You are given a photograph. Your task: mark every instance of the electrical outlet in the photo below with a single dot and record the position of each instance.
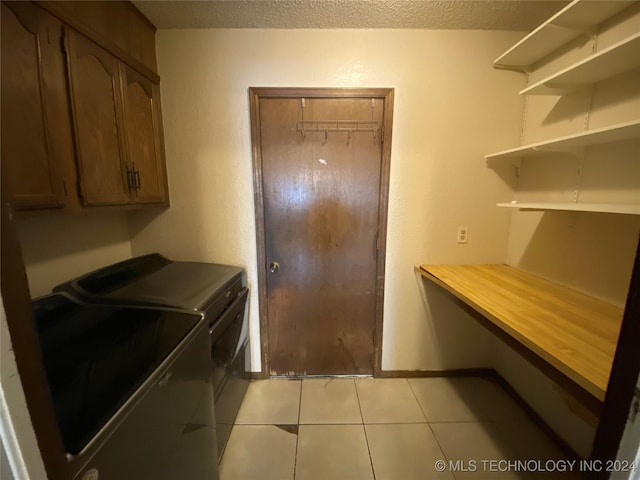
(463, 235)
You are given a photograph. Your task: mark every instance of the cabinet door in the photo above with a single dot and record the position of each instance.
(97, 114)
(144, 145)
(30, 169)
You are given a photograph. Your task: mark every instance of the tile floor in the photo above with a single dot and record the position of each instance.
(384, 429)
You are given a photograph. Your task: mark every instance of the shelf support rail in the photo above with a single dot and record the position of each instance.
(348, 126)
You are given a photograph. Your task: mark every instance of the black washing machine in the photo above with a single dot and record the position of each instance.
(131, 389)
(217, 291)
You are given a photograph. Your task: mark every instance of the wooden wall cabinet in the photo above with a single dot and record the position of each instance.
(34, 140)
(117, 127)
(142, 124)
(61, 90)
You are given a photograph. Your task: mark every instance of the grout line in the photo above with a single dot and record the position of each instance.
(430, 428)
(417, 401)
(364, 429)
(295, 458)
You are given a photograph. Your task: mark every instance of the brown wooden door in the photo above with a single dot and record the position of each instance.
(321, 205)
(30, 48)
(142, 126)
(97, 113)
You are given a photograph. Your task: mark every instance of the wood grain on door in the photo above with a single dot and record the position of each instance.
(321, 192)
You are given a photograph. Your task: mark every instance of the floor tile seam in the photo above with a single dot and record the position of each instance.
(424, 414)
(366, 438)
(444, 455)
(295, 457)
(321, 424)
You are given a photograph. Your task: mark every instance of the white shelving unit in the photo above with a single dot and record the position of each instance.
(616, 59)
(597, 136)
(623, 209)
(577, 18)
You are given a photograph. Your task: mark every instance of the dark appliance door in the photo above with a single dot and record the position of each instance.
(230, 380)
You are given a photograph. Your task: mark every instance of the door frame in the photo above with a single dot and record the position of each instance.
(255, 95)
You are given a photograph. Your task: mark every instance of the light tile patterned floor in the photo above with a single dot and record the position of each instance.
(382, 429)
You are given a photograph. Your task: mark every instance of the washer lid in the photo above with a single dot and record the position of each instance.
(188, 285)
(96, 356)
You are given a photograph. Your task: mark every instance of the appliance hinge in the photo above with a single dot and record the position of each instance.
(635, 406)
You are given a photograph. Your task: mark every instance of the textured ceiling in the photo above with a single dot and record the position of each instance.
(417, 14)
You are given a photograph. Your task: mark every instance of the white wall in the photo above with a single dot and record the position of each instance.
(58, 247)
(451, 108)
(592, 253)
(16, 431)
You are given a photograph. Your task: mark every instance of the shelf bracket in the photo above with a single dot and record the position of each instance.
(577, 152)
(588, 30)
(578, 184)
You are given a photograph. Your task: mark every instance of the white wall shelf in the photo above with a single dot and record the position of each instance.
(624, 209)
(577, 18)
(608, 63)
(597, 136)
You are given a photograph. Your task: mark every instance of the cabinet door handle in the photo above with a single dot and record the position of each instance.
(130, 179)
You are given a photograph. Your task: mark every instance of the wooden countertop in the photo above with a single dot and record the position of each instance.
(573, 332)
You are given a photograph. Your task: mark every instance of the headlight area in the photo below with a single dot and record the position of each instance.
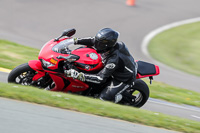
(46, 63)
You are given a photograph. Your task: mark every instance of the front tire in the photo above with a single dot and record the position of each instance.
(21, 74)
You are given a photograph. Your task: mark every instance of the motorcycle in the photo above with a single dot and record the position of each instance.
(56, 56)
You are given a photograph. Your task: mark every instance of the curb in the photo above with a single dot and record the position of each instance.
(5, 70)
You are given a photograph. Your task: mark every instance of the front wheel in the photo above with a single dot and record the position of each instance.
(137, 95)
(23, 74)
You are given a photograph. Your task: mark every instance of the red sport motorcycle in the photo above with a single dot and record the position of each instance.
(56, 56)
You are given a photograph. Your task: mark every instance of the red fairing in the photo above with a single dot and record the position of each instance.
(37, 66)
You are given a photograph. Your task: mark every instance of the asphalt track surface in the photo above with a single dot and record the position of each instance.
(32, 23)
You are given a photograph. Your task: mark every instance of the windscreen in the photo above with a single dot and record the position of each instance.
(62, 47)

_____

Please output the material as written, apart from the images.

**Expected answer:**
You are given a photograph. Your task: mark every instance of the electrical outlet in the photo below with a single dot and record the position of each instance.
(463, 235)
You are given a photograph. Your task: mark every instance of the cabinet door in the photo above with a single dot and record the position of each instance.
(97, 114)
(144, 145)
(30, 169)
You are given a photograph. Your task: mark every instance of the tile floor in the photo above with a single dot and record the position of each instance.
(384, 429)
You are given a photograph. Your task: mark every instance of the shelf support rail in the photo above with a single dot and record the position of each instance.
(348, 126)
You are given a photograph. Your task: mark every instance of the black washing machine in the photo above with a single dot and record the position of each instance.
(131, 389)
(217, 291)
You are given a photograph. Your task: mark every instance of the wooden wall cabinet in the photo above with a single dot and record the position of each instance.
(34, 140)
(117, 127)
(142, 124)
(61, 90)
You are given a photograph. Your task: mark every instance of the grout line in the photo above with a single dot and record the position of each instance.
(430, 428)
(417, 401)
(364, 429)
(295, 458)
You are given a photograph. Your task: mark every instance of the brown wooden door in the photo above with a single dot and record the position of each instance.
(321, 205)
(30, 48)
(142, 126)
(97, 113)
You are given a photograph. Your task: mark every instance of the wood grain on door in the photo above with a single dot and record the position of each instance.
(321, 192)
You are given a photograph. Your task: mark every instance of the floor tile seam in the photo above with a single dot and record the position of each instance.
(424, 414)
(366, 438)
(444, 455)
(295, 457)
(321, 424)
You are given a photograph. Your task: mark every instance of the white shelving unit in the photo above with a single dot and record the position of each instance.
(616, 59)
(597, 136)
(623, 209)
(577, 18)
You are given a photograph. Your task: mark every instance of the dark appliance door in the photo above with a single dot and record the position of each instance.
(230, 380)
You are given a photograph. Your task: mark every instance of the door frame in the photo above with a single dot and record the position of each instance.
(255, 95)
You are given a photograph. Your task: mark every instance of the light tile patterned floor in the photo above with a single dot and record the position of each instance.
(382, 429)
You are given a photograph. Your task: mark every instance of the washer lid in the photo above with a single dot and record the position of each instance.
(188, 285)
(96, 356)
You are given a photograph. Your task: mark every instance of the appliance hinge in the photo above with a single dot and record the position of each instance.
(635, 406)
You are given a photograph. Your task: mark every instance of the textured ceiling in the photo above with a single dot and record the position of each instance.
(417, 14)
You are given a photograph. Your task: mark every instance of the white wall in the photo above with a single dot and record the position of each instance.
(58, 247)
(451, 108)
(592, 253)
(16, 431)
You are given a photograph. Your task: mark every instance of the shelf bracket in the photo above with a single dot and record the position of each instance.
(577, 152)
(588, 30)
(578, 184)
You are given a photograph. Your task: mark every instance of the white wall shelf in the photo above with a single dot and record the position of each instance.
(624, 209)
(577, 18)
(608, 63)
(597, 136)
You are given a photograph. Your task: mark every instance of the cabinet door handle in the photo above with a single dot and record the position of each instance.
(130, 179)
You are given a photograph. Your task: mark every instance of the wooden countertop in the photo above with a single dot and record the position of each instance.
(573, 332)
You are given a photograph. Your task: mark every instance of the headlight area in the photo below with a single dot and record the position of each instance.
(46, 63)
You are given a photograph. Your task: mark every instance of the front tire in the photo above with a single dot and record the position of each instance.
(21, 74)
You are given a photograph. Your task: mark every instance of the motorcycle in the photo above with a single dot and record the position of each instance.
(56, 56)
You are given a photograph. Your task: mark every instance of the curb in the photo above with a single dot and record the position of each instance.
(5, 70)
You are given a photograph. Your task: mark every instance of the front wheel in the photo above with a single dot and record the position of each instance.
(137, 95)
(23, 74)
You are given a photograph. Your task: mark every instance of the red sport motorcycle in the photo above with a single dot and record the position of each instance.
(56, 56)
You are given a photograph. Your task: mark every instance of the red fairing in the photo above with a single dot and record the position of each instance.
(37, 66)
You are given a photograph. Your task: mark every instance of the asphalt track surface in the photo above with a single dot and record the position of each instance.
(32, 23)
You are given a photograph. Your task: mark every instance of the windscreen in the photo above with a single dot and record the position of each instance.
(62, 47)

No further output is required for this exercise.